### EXTRACTED TEXT

>>>

# CaribSea



## Lahot (May 20, 2003)

Has anyone tried this stuff?

supposedly live sand in a bag with a 1 year shelf life. Best price I saw today was $35 for a 40 pound bag. I was thinking about using it to make a 'deep sea bed' but if it's crap I'm sure I can find a better way to spend $160

thanks


----------



## slylie (Oct 21, 2003)

Lahot said:


> Has anyone tried this stuff?
> 
> supposedly live sand in a bag with a 1 year shelf life. Best price I saw today was $35 for a 40 pound bag. I was thinking about using it to make a 'deep sea bed' but if it's crap I'm sure I can find a better way to spend $160
> 
> ...


 meh... the shelf life of that stuff is only in regard to the bacteria cultures. All the fun in dumping cash on livesand is the cool critters u get with it, the pre-bagged stuff has no critters, its just sand sprayed with bacteria cultures - and NOT worth it, imo.

Best thing to do is buy the sand for your needs - then seed it with a few scoops of sand from a fellow reefers tank.


----------



## Lahot (May 20, 2003)

slylie said:


> p.s. DSB = deep *Sand* bed.


 [/quote]







doodie happens

funny thing about the price is that the caribsea sand is $35 for a 40 lbs bag, the dry sand with nothing special added is $20 for a 20 lbs. bag.


----------



## slylie (Oct 21, 2003)

Lahot said:


> slylie said:
> 
> 
> > p.s. DSB = deep *Sand* bed.










doodie happens

funny thing about the price is that the caribsea sand is $35 for a 40 lbs bag, the dry sand with nothing special added is $20 for a 20 lbs. bag. [/quote]
thats crazy! go to **** depot and buy some southdown sand, like 10 bucks for a 40 lb bag.

only thing is, i wouldnt use it if u are doing a sps tank, or just a heavy flow tank in general because it does fly up alot.

<<<

### EXERCISE DATA

>>>

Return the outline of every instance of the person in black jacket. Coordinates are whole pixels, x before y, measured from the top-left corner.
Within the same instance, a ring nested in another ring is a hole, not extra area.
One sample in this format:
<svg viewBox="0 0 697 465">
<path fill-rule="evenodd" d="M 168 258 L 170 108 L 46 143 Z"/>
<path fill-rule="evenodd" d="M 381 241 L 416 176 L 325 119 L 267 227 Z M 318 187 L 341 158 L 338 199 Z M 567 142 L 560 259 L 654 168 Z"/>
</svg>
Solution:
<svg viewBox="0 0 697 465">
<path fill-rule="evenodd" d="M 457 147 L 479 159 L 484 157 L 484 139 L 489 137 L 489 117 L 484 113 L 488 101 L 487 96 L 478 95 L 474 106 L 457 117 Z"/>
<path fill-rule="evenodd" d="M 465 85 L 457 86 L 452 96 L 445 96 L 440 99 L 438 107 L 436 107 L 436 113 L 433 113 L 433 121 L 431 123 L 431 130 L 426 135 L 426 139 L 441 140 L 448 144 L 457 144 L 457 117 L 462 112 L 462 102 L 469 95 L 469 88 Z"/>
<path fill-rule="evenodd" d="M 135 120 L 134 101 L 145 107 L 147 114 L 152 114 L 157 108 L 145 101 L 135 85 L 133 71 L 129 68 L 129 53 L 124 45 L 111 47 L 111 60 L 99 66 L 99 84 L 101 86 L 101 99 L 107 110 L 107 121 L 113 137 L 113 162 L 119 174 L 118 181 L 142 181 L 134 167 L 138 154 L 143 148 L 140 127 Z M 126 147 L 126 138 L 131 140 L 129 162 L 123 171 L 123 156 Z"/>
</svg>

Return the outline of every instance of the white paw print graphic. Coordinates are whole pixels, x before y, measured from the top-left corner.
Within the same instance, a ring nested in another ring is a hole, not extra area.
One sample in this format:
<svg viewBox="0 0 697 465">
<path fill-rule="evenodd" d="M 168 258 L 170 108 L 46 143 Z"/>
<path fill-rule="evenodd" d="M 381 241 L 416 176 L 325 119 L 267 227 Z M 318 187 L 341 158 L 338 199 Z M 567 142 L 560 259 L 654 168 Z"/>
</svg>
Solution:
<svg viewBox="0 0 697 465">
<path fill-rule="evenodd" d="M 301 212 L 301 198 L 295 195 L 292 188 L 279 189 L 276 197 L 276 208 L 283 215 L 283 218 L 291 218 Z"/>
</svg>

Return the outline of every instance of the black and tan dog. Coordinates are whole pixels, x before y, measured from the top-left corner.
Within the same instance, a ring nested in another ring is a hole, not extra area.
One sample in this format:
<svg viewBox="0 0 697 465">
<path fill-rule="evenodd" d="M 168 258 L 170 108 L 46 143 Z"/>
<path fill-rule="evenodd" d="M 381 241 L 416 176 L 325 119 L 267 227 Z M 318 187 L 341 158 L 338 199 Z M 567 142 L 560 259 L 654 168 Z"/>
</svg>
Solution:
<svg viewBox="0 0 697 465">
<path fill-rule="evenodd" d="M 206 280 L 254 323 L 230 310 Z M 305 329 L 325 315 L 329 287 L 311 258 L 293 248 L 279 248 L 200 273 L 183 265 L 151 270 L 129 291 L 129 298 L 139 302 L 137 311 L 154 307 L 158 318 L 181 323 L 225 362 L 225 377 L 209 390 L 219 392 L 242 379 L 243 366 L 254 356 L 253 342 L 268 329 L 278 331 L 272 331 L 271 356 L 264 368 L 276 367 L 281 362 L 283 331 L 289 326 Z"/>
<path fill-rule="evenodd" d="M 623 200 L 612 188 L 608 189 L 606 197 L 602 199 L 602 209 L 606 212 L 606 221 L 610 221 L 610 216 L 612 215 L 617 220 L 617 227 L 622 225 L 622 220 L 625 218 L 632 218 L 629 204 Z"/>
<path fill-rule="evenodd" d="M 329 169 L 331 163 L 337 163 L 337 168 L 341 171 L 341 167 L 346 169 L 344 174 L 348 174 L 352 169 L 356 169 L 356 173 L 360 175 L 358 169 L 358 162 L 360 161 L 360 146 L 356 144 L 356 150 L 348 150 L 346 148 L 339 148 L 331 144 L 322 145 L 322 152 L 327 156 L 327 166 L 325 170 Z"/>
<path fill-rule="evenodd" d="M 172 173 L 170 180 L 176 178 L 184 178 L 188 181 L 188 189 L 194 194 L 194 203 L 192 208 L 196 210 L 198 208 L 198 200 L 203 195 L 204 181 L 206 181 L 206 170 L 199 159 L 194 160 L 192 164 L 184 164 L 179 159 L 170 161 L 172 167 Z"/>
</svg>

<<<

### WORK TASK
Please copy out the entire forum thread about CaribSea sand from above, word for word.

### OUTPUT FOR THIS EXERCISE
# CaribSea



## Lahot (May 20, 2003)

Has anyone tried this stuff?

supposedly live sand in a bag with a 1 year shelf life. Best price I saw today was $35 for a 40 pound bag. I was thinking about using it to make a 'deep sea bed' but if it's crap I'm sure I can find a better way to spend $160

thanks


----------



## slylie (Oct 21, 2003)

Lahot said:


> Has anyone tried this stuff?
> 
> supposedly live sand in a bag with a 1 year shelf life. Best price I saw today was $35 for a 40 pound bag. I was thinking about using it to make a 'deep sea bed' but if it's crap I'm sure I can find a better way to spend $160
> 
> ...


 meh... the shelf life of that stuff is only in regard to the bacteria cultures. All the fun in dumping cash on livesand is the cool critters u get with it, the pre-bagged stuff has no critters, its just sand sprayed with bacteria cultures - and NOT worth it, imo.

Best thing to do is buy the sand for your needs - then seed it with a few scoops of sand from a fellow reefers tank.


----------



## Lahot (May 20, 2003)

slylie said:


> p.s. DSB = deep *Sand* bed.


 [/quote]







doodie happens

funny thing about the price is that the caribsea sand is $35 for a 40 lbs bag, the dry sand with nothing special added is $20 for a 20 lbs. bag.


----------



## slylie (Oct 21, 2003)

Lahot said:


> slylie said:
> 
> 
> > p.s. DSB = deep *Sand* bed.










doodie happens

funny thing about the price is that the caribsea sand is $35 for a 40 lbs bag, the dry sand with nothing special added is $20 for a 20 lbs. bag. [/quote]
thats crazy! go to **** depot and buy some southdown sand, like 10 bucks for a 40 lb bag.

only thing is, i wouldnt use it if u are doing a sps tank, or just a heavy flow tank in general because it does fly up alot.